**Document excerpt**:
SMEs face a unique set of challenges and risks that traditional banks have historically been weary to take on.
But thanks to fintech, SMEs have never been better served.
Sometimes, disruption is the only way to achieve financial inclusion.
- Why SMEs have been traditionally seen as risky
- How fintech has fueled financial inclusion
- The long-term ramifications of COVID-19 for SMEs
The challenges SMEs face
Neat was originally founded in an effort to make financial services more accessible in Hong Kong, a region of the world where opening accounts can be extremely difficult.
But in the process of solving this pain point for the consumers, the company’s users kept saying that, while having a personal account was great, the real challenge was having options for their side gigs and hustles.
That led to Neat’s current mission: enabling the entrepreneur economy.
“We believe that by providing the right services and support, SMEs are more likely to be successful.” — Pedro Pinto
SMEs are poorly served by traditional banks
As Neat embarked on their mission, it became clear that banks weren’t cutting it for SMEs and the space was ripe for innovation.
The traditional players, which are usually set up for face-to-face business, often seemed to see SMEs as risky and unprofitable.
And of course, there is some truth to that — not all SMEs will make it.
But it’s a circular problem. One reason SMEs struggle is because they are poorly served by traditional financial providers.
How fintech fuels financial inclusion
These days, the gig economy is booming, which is easy to see when you realize Shopify and eBay millionaires are surprisingly commonplace.
And with these innovative and powerful new models for earning, many of these entrepreneurs are turning to equally innovative fintech like Neat to address their financial needs.
The innovations in the space are finally serving SMEs as well as traditional models have always served larger organizations.
Fintech is offering greater financial inclusion.
But that has ripple effects, too.
“It is now much easier for small businesses to get access to financial services.” — Pedro Pinto
The traditional institutions are catching on to what Fintechs like Neat already knew — offering more financial services to SMEs is good business.
So, Fintechs are not just offering new innovative services for these customers, they are also pushing the traditional players to follow suit, spurring on even more options for SMEs.
Ultimately, fintech’s disruption led to traditional financial services disrupting themselves.
The lasting effects of COVID-19
Of course, things are a little more complicated these days given the economic consequences of a global pandemic.
It’s no longer just the historical financial challenges SMEs face that need to be addressed, but new, unprecedented ones.
Still, Pedro is confident that with the financial tools now available to them, SMEs can weather this crisis.
“Fintechs are creating products for a new online, cross-border world, where often the traditional players are very much still specific to in-region businesses.” — Pedro Pinto
To do so, however, a few things need to happen.
- SMEs need financial education
Neat offers a wide range of services that can help SMEs through the pandemic and beyond, but if customers don’t know about them, they can’t benefit from them.
One of the biggest challenges right now is cash flow, so Neat are working hard to help their customers with accounting and tools to help manage their cash flow and.
- SMEs need access to alternative funding
Neat is looking into ways to educate their customers on other sources of funding available to them
- SMEs need community
Perhaps the most important element in building resiliency is creating a community where businesses can help themselves and each other.
Sometimes, the answer for struggling businesses is something as simple as pivoting — a move that’s much more apparent and much less daunting when you have a chance to learn from others who have done it themselves.
One thing is for certain: COVID-19 has accelerated existing trends and it’s unlikely that the world will look the same after it’s over.
The gig economy is stronger than ever, workforces are more distributed and SMEs are becoming more agile.
And with these long-term changes comes the certainty that ever more innovative methods of earning will need financial services that can keep up.

**Records**:
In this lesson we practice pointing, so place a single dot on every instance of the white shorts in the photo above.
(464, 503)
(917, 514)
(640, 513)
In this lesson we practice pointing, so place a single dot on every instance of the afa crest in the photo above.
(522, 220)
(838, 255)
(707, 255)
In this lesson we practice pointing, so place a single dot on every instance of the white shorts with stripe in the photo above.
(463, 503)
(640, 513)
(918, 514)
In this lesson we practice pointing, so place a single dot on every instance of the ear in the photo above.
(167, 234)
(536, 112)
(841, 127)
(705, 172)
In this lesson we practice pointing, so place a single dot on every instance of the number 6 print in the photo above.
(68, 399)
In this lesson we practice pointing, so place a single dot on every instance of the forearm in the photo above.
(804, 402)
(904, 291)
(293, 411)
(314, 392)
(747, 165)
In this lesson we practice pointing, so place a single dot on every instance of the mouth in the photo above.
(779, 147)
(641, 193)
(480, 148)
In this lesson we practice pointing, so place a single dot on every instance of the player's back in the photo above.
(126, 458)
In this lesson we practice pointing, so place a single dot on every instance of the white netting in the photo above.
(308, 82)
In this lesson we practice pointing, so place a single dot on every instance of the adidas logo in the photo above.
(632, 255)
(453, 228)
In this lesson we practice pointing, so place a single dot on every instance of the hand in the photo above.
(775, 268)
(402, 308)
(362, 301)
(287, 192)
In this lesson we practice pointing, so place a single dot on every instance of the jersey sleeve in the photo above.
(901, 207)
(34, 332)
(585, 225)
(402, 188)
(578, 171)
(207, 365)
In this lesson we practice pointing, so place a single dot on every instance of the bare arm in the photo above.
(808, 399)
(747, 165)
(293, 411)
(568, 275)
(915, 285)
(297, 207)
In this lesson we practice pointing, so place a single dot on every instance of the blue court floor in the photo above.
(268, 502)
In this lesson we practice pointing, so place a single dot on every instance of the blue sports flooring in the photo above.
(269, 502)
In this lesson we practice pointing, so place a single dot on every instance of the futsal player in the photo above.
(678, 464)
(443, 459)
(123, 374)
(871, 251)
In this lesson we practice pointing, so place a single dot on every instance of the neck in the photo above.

**Task to carry out**: Write out the passage from the article on fintech and SMEs word for word, from "But it’s a circular" to "ripple effects, too.". Rely only on the text to complete this work.

**Problem solution**:
But it’s a circular problem. One reason SMEs struggle is because they are poorly served by traditional financial providers.
How fintech fuels financial inclusion
These days, the gig economy is booming, which is easy to see when you realize Shopify and eBay millionaires are surprisingly commonplace.
And with these innovative and powerful new models for earning, many of these entrepreneurs are turning to equally innovative fintech like Neat to address their financial needs.
The innovations in the space are finally serving SMEs as well as traditional models have always served larger organizations.
Fintech is offering greater financial inclusion.
But that has ripple effects, too.